Do this:
Write out each of the lines below exactly as they appear, with no changes.

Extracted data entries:
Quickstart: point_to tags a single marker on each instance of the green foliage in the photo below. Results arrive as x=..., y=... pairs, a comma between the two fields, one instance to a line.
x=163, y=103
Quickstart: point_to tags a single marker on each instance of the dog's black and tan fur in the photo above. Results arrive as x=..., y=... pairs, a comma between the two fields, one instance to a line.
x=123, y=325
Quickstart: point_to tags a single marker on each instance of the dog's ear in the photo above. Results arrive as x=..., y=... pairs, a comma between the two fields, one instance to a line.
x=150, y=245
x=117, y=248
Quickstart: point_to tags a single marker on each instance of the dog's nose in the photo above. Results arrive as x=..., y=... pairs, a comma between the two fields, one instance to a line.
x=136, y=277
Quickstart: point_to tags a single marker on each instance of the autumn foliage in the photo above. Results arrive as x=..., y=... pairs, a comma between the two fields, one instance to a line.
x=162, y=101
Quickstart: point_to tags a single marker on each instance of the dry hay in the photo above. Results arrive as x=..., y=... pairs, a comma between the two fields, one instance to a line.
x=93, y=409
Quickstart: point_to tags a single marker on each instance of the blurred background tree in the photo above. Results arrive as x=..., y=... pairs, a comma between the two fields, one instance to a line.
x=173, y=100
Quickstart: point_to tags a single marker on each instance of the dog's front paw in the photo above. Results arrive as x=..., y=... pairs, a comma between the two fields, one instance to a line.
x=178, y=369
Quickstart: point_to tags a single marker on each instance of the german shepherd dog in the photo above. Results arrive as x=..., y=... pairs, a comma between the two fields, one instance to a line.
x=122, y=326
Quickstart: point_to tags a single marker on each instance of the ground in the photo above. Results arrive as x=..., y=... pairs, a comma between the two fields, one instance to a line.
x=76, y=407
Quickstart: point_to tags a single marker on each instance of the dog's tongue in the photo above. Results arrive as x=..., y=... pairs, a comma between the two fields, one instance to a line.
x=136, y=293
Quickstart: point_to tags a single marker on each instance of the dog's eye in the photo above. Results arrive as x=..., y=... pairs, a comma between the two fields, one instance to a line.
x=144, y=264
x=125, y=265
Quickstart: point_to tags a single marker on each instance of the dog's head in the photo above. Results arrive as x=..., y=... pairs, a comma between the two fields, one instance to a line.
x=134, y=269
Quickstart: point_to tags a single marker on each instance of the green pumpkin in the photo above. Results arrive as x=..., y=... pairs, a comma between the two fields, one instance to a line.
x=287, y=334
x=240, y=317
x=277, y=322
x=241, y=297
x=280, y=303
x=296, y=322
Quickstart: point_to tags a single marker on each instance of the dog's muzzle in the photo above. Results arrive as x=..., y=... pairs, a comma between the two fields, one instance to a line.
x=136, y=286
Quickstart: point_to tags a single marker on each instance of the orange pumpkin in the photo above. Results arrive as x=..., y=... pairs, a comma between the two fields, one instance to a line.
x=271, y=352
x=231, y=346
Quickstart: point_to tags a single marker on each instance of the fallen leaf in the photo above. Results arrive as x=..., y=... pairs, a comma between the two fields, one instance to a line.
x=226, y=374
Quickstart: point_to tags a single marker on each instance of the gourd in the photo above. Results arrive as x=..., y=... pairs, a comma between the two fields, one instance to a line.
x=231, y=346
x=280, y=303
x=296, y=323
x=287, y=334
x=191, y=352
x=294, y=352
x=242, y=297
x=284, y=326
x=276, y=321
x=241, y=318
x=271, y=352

Task solution:
Quickstart: point_to tags a single marker on each instance of the green foliage in the photo below. Results arrive as x=..., y=... pairs, a comma between the two fields, one instance to a line.
x=163, y=103
Quickstart: point_to tags a single marker on each instance of the dog's black and tan fur in the photo above. Results arrive as x=..., y=... pairs, a comma between the two fields, one instance to a line.
x=123, y=325
Quickstart: point_to tags a single marker on each instance of the dog's ear in the photo above. Results arrive as x=..., y=... pairs, a comma between the two fields, one instance to a line.
x=150, y=245
x=117, y=248
Quickstart: point_to tags a single marker on each instance of the dog's nose in the photo above. Results arrive as x=..., y=... pairs, a comma between the two fields, one instance to a line.
x=136, y=277
Quickstart: point_to tags a single marker on each instance of the autumn foliage in the photo above. Results arrive as x=..., y=... pairs, a comma between the two fields, one instance to a line.
x=162, y=101
Quickstart: point_to tags a single marker on each instance of the dry hay in the photo above. Results arrive as x=..., y=... pairs, a comma between the two fields, one instance to a line.
x=93, y=409
Quickstart: point_to tags a single marker on each instance of the blurred background tree in the photo above. Results arrive as x=..., y=... pairs, a comma between the two fields, one instance to a line.
x=173, y=100
Quickstart: point_to tags a single marker on each instance of the dog's front paw in the photo above. Results arrive as x=..., y=... pairs, a comma between the two fields, one instance to a line.
x=178, y=369
Quickstart: point_to tags a single marker on each instance of the german shepherd dog in the photo above. Results arrive as x=..., y=... pairs, a comma between the two fields, one instance to a line.
x=122, y=326
Quickstart: point_to tags a single marker on each instance of the ground in the photo above. Results arrive as x=..., y=... pairs, a comma between the two fields, one instance to a line.
x=76, y=407
Quickstart: point_to tags a single marker on each instance of the dog's tongue in the photo above. Results arrive as x=..., y=... pairs, a comma between the two fields, one instance to a line.
x=136, y=293
Quickstart: point_to tags a single marker on each instance of the dog's eye in the photo above. Results arrive as x=..., y=... pairs, a comma between the two fields, one instance to a line.
x=144, y=264
x=125, y=265
Quickstart: point_to tags a single marker on each instance of the dog's head in the photo above. Results arrive as x=..., y=... pairs, a comma between the two fields, one instance to a line.
x=134, y=269
Quickstart: point_to tags a single marker on each instance of the green pumpkin in the photo above. Results arrive as x=..., y=... pairs, a comma between the two fields, one instance to a line.
x=287, y=334
x=240, y=317
x=277, y=322
x=241, y=297
x=280, y=303
x=296, y=322
Quickstart: point_to tags a single marker on each instance of the dog's muzzle in the photo above. Results arrive as x=..., y=... pairs, a comma between the two fields, one instance to a line.
x=136, y=286
Quickstart: point_to tags a single marker on each instance of the orange pumpkin in the photo above. Results arrive as x=..., y=... pairs, a comma between the two fields, one instance to a line.
x=271, y=352
x=231, y=346
Quickstart: point_to tags a single marker on each instance of the fallen leaf in the photo above. Results arrive as x=..., y=... pairs, a comma between the two fields, one instance to a line.
x=226, y=374
Quickstart: point_to tags a single marker on each instance of the gourd in the photo above. Results arrive as x=..., y=... pairs, a comma between the two fields, one instance to a line.
x=231, y=346
x=280, y=303
x=296, y=323
x=287, y=334
x=191, y=352
x=294, y=352
x=242, y=297
x=284, y=326
x=276, y=321
x=241, y=318
x=271, y=352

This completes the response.